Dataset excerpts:
▬▬▬▬▬▬▬▬▬▬

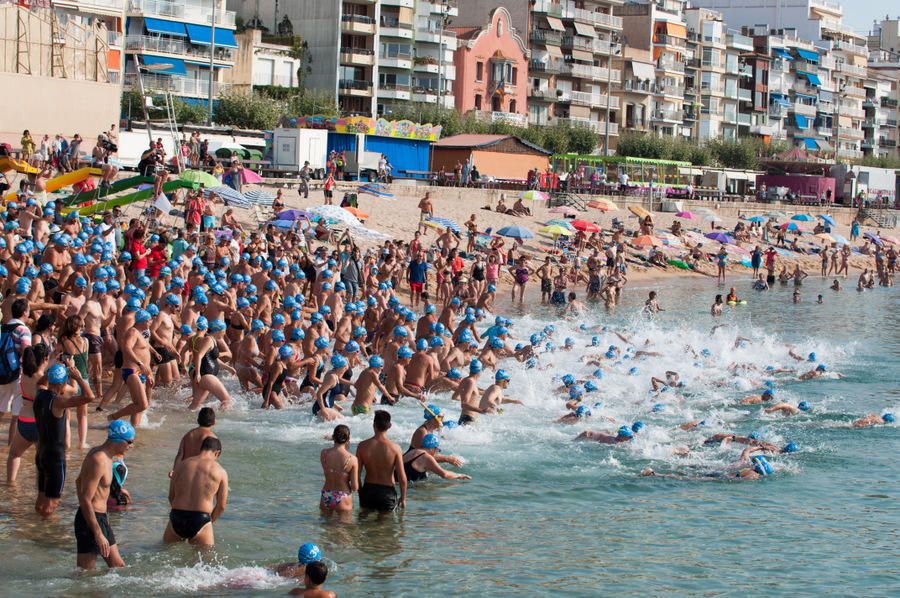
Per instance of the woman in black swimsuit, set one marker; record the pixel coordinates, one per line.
(206, 351)
(418, 462)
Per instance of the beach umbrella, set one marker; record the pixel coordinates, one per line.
(229, 195)
(585, 226)
(554, 230)
(443, 223)
(535, 195)
(604, 205)
(874, 238)
(337, 214)
(827, 219)
(200, 177)
(639, 211)
(647, 241)
(249, 177)
(720, 237)
(260, 197)
(357, 212)
(292, 215)
(516, 232)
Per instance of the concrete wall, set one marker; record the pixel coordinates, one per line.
(49, 105)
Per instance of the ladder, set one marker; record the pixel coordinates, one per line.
(172, 123)
(23, 48)
(57, 44)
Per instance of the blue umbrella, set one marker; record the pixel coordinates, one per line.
(720, 237)
(231, 197)
(445, 223)
(828, 219)
(516, 232)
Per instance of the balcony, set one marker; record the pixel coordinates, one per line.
(598, 18)
(177, 85)
(392, 91)
(804, 109)
(161, 45)
(400, 61)
(355, 87)
(669, 116)
(636, 86)
(357, 24)
(511, 118)
(547, 37)
(357, 56)
(193, 11)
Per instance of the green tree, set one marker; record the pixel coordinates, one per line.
(248, 111)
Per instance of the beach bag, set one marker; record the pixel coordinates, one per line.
(10, 366)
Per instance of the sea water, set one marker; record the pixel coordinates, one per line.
(544, 514)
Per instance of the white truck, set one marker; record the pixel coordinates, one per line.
(292, 147)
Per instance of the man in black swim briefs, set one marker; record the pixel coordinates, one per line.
(382, 462)
(198, 493)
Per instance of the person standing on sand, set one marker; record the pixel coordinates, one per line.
(382, 462)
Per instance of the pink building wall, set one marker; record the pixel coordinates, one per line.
(480, 46)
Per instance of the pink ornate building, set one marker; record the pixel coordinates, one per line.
(492, 70)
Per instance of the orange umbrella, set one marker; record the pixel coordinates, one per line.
(358, 213)
(646, 241)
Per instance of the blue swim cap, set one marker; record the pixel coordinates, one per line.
(761, 465)
(432, 411)
(57, 374)
(308, 553)
(120, 431)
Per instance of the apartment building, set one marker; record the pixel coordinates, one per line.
(572, 47)
(70, 50)
(171, 44)
(658, 26)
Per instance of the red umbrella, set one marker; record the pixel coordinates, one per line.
(584, 225)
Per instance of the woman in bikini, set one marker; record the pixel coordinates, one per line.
(341, 471)
(34, 368)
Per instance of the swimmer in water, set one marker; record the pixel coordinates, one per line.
(313, 580)
(306, 555)
(874, 420)
(623, 434)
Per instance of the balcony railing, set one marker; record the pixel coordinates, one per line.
(147, 43)
(185, 10)
(198, 88)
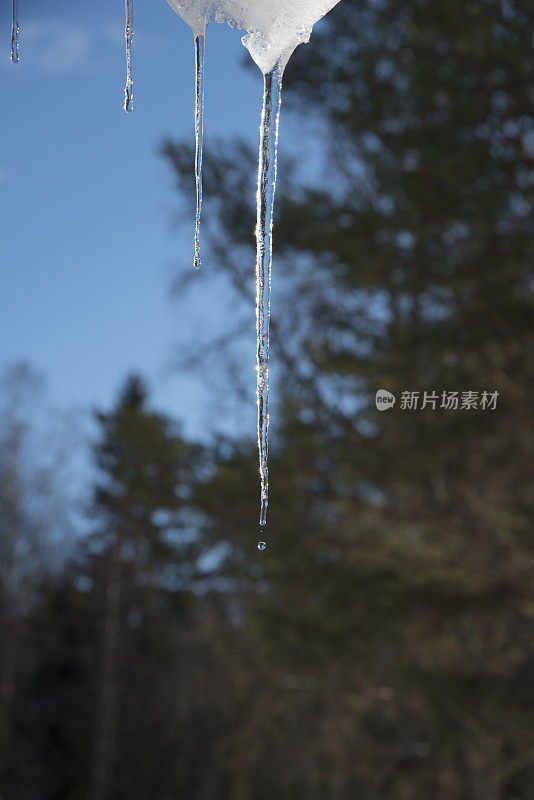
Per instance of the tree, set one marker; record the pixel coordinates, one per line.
(35, 516)
(143, 464)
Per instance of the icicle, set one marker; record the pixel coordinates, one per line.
(15, 29)
(200, 51)
(128, 34)
(272, 100)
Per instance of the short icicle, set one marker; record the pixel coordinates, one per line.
(272, 100)
(200, 50)
(15, 29)
(128, 35)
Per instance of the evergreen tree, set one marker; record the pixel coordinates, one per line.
(400, 540)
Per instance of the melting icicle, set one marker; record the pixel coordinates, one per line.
(128, 35)
(200, 51)
(15, 30)
(272, 101)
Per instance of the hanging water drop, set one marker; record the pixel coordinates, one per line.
(272, 101)
(128, 35)
(15, 30)
(200, 51)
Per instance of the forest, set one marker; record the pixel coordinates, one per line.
(382, 646)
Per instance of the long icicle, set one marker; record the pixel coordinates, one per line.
(15, 29)
(128, 35)
(272, 101)
(200, 52)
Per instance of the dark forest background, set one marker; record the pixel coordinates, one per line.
(382, 647)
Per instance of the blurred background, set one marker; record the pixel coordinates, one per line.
(382, 647)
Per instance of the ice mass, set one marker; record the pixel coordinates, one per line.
(273, 30)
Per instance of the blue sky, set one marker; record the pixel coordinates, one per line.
(88, 245)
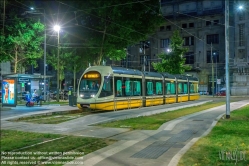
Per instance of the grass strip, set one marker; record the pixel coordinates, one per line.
(55, 118)
(54, 153)
(153, 122)
(227, 144)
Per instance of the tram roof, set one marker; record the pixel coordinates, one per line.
(167, 75)
(32, 76)
(121, 70)
(192, 78)
(181, 77)
(152, 74)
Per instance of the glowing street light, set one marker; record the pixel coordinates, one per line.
(57, 28)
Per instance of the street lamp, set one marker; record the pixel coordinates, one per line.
(57, 28)
(45, 49)
(227, 58)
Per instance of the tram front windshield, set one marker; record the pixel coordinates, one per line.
(89, 85)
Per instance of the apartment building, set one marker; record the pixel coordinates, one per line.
(202, 26)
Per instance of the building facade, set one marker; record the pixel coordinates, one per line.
(202, 27)
(240, 69)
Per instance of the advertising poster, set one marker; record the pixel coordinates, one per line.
(8, 92)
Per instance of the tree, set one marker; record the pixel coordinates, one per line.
(80, 62)
(21, 42)
(173, 61)
(112, 25)
(65, 54)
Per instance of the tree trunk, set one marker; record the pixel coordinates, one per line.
(15, 62)
(74, 79)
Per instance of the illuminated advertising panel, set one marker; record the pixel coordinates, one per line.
(9, 92)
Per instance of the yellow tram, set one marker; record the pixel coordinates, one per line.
(114, 88)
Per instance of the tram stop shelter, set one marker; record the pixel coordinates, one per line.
(15, 87)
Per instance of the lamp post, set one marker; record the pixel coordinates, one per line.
(45, 45)
(227, 58)
(57, 28)
(212, 58)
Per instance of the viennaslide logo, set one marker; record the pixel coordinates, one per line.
(232, 155)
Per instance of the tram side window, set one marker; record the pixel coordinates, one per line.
(172, 88)
(193, 87)
(185, 88)
(149, 88)
(137, 88)
(107, 87)
(128, 88)
(119, 88)
(180, 88)
(159, 88)
(167, 88)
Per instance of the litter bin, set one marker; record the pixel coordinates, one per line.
(71, 96)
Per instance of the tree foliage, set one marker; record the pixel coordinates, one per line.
(112, 25)
(173, 61)
(21, 43)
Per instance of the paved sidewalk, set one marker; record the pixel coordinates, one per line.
(164, 146)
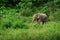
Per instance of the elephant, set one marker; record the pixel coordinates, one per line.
(40, 17)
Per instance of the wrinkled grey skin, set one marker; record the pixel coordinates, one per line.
(40, 17)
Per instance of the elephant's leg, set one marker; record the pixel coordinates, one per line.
(38, 21)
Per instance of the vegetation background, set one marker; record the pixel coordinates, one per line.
(16, 17)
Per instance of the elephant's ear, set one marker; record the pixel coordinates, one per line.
(37, 16)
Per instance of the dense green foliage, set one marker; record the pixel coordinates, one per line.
(16, 18)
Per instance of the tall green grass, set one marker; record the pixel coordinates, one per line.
(49, 31)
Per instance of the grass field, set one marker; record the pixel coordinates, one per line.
(49, 31)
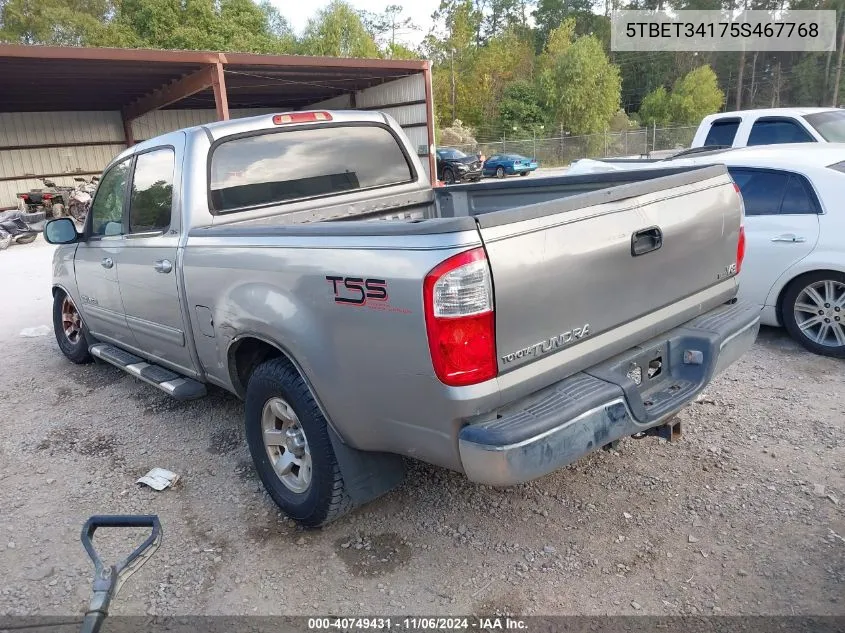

▬▬▬▬▬▬▬▬▬▬

[TASK INSTRUCTIONS]
The expected output is each entry given again word for word, with pictures dropped.

[THE COMPLETED TASK]
Per instance of the woman in black swimsuit, set one marker; record the pixel coordinates, one per line.
(206, 351)
(418, 462)
Per instance of the beach umbrella, set one marker; record the pixel coordinates, one per line.
(229, 195)
(585, 226)
(554, 230)
(443, 223)
(535, 195)
(604, 205)
(874, 238)
(337, 214)
(827, 219)
(200, 177)
(639, 211)
(647, 241)
(249, 177)
(720, 237)
(260, 197)
(357, 212)
(292, 215)
(516, 232)
Per instance of the concrete wall, set one marker; record the pixel coordinates, one per line.
(49, 105)
Per instance of the ladder, set one marker; record the pixel coordinates, one per line.
(172, 123)
(23, 48)
(57, 44)
Per instance of the blue umbrella, set one marker; record the pixel coordinates, one per line.
(720, 237)
(231, 197)
(445, 223)
(828, 219)
(516, 232)
Per instance of the balcony, set one marker; record the pixel coordinates, one per line.
(598, 18)
(177, 85)
(392, 91)
(804, 109)
(161, 45)
(400, 61)
(355, 87)
(669, 116)
(636, 86)
(357, 24)
(511, 118)
(547, 37)
(357, 56)
(193, 11)
Per instance of the green tree, set one marker; record the pixel coordinates, one per line.
(248, 111)
Per instance of the beach bag, set one marker; record the pixel coordinates, one per line.
(10, 366)
Per instance of the sea water, set one marker; record the pixel coordinates, one per line.
(544, 514)
Per instance of the white truck, set one marker; record the pixel coordinates, one per line.
(292, 147)
Per instance of the man in black swim briefs, set one marker; record the pixel coordinates, one per line.
(382, 462)
(198, 493)
Per instance of the person standing on sand, set one marker; record the pixel coordinates, one per line.
(382, 462)
Per instance of the pink building wall, set one marker; record the pixel coordinates, one per line.
(480, 46)
Per instance of the pink ornate building, set one marker; record the pixel coordinates, one per line.
(492, 70)
Per instance of the orange umbrella, set one marker; record the pixel coordinates, one per line.
(358, 213)
(646, 241)
Per instance of the blue swim cap, set one marker; record the pixel coordinates, one per line.
(761, 465)
(432, 411)
(57, 374)
(308, 553)
(120, 431)
Per instance of the apartment building, set one marker; record the pixel coordinates, one per line.
(572, 47)
(70, 50)
(171, 44)
(658, 26)
Per instance of the red umbrella, set one marker; record the pixel coordinates, one per line.
(584, 225)
Per instance of the woman in bikini, set one marker; record the pixel coordinates, one per line.
(341, 471)
(34, 368)
Per instance of the swimmer in water, set one marker; record the pixel coordinates, one per line.
(313, 580)
(306, 555)
(874, 420)
(623, 434)
Per instance of the balcony railing, set one marker; record the pixel coordinates, one per line.
(147, 43)
(185, 10)
(198, 88)
Per instance of the tree, set one marker; record the pixel coordinates, one per line.
(35, 516)
(143, 464)
Per instance of the icicle, set one marker; record the pixel coordinates, one per line.
(15, 29)
(200, 51)
(128, 34)
(272, 100)
Per instance of the short icicle, set one marker; record the pixel coordinates, one per line.
(272, 100)
(200, 50)
(15, 29)
(128, 35)
Per instance of the evergreen tree, set one marker; record the pixel coordinates, one per line.
(400, 540)
Per instance of the melting icicle, set one marker; record the pixel coordinates, one per line.
(128, 35)
(200, 51)
(15, 30)
(272, 101)
Per instance of the hanging water drop, set one marker; record the pixel coordinates, one per line.
(272, 101)
(128, 35)
(15, 30)
(200, 51)
Per instance of the forest, set one marker; record the pixel coordinates, one per line.
(382, 646)
Per instance of the long icicle, set one marker; record the pixel coordinates, one per line.
(15, 29)
(128, 35)
(272, 101)
(200, 52)
Per instance of the dark forest background, set one marker; record the pixel coordinates, one per line.
(382, 647)
Per instance of the blurred background, set one marker; record the pixel coordinates, one per line.
(382, 647)
Per instance of the ice mass, set one marker; record the pixel coordinates, one per line.
(273, 30)
Per instance of the blue sky, set one marker; record the pixel coordinates, one per line.
(88, 245)
Per instance of the grass strip, set one marker; record the pixel coordinates, one per line.
(55, 118)
(54, 153)
(153, 122)
(227, 144)
Per instance of the tram roof, set one marker; record the pixel coordinates, one per line.
(167, 75)
(32, 76)
(121, 70)
(192, 78)
(181, 77)
(152, 74)
Per instance of the glowing street light, set one marker; record the pixel coordinates, one per line.
(57, 28)
Per instance of the street lamp, set one marker; record the pixel coordinates, one per line.
(57, 28)
(45, 49)
(227, 58)
Per instance of the tram front windshield, set one marker; record the pixel coordinates, one per line.
(89, 85)
Per instance of the apartment building, set one marker; record the pixel coordinates, one per line.
(202, 26)
Per instance of the building facade, set one marker; record the pixel coordinates, one per line.
(202, 27)
(240, 69)
Per instance of the advertising poster, set one marker; record the pixel coordinates, one per line.
(8, 92)
Per instance of the tree, set one marker; record the pixel coordinates, one per line.
(80, 62)
(21, 42)
(173, 61)
(112, 25)
(65, 54)
Per instance of the tree trunk, set one marker; record the pixel coordinates, one per line.
(15, 62)
(74, 79)
Per instance of the illuminated advertising panel, set one marker; record the pixel coordinates, one per line.
(9, 92)
Per instance of the yellow tram, set one marker; record the pixel coordinates, one per line.
(114, 88)
Per instance of the tram stop shelter, set one marker; record the pixel coordinates, one per line.
(15, 87)
Per instance of the lamp post, set one marker; record the pixel coordinates, one per line.
(45, 45)
(227, 58)
(57, 28)
(212, 58)
Per instance of the viennaslide logo, set one marker; record the pixel coordinates, one per line.
(232, 155)
Per instance of the tram side window, set one marker; record the pixel coordinates, one per line.
(172, 88)
(193, 87)
(185, 88)
(149, 88)
(137, 88)
(107, 87)
(128, 88)
(119, 88)
(180, 88)
(159, 88)
(167, 88)
Per instance of the litter bin, set one marker; record the pixel coordinates, one per line.
(71, 96)
Per instance of the tree foliage, set one marker; record the pixel coordinates, one per line.
(112, 25)
(173, 61)
(21, 43)
Per instance of the paved sidewalk, set one marker; record the pixel coordinates, one per line.
(164, 146)
Per instance of the elephant, set one marker; record the pixel coordinates, one per line.
(40, 17)
Per instance of the wrinkled grey skin, set one marker; record the pixel coordinates, one per line.
(40, 17)
Per instance of the elephant's leg, set one marker; record the pixel coordinates, one per line.
(38, 21)
Per instance of the vegetation background, set one marker; record the pixel coordinates, one per line.
(16, 17)
Per instance of the elephant's ear, set one marker; record the pixel coordinates, one per line.
(37, 16)
Per instance of the dense green foliage, set one marker; record the pixel coordinates, one per line.
(16, 18)
Per instance of the tall green grass, set one marker; record the pixel coordinates, one per line.
(49, 31)
Per instance of the grass field, set one marker; record the pixel coordinates, one per line.
(49, 31)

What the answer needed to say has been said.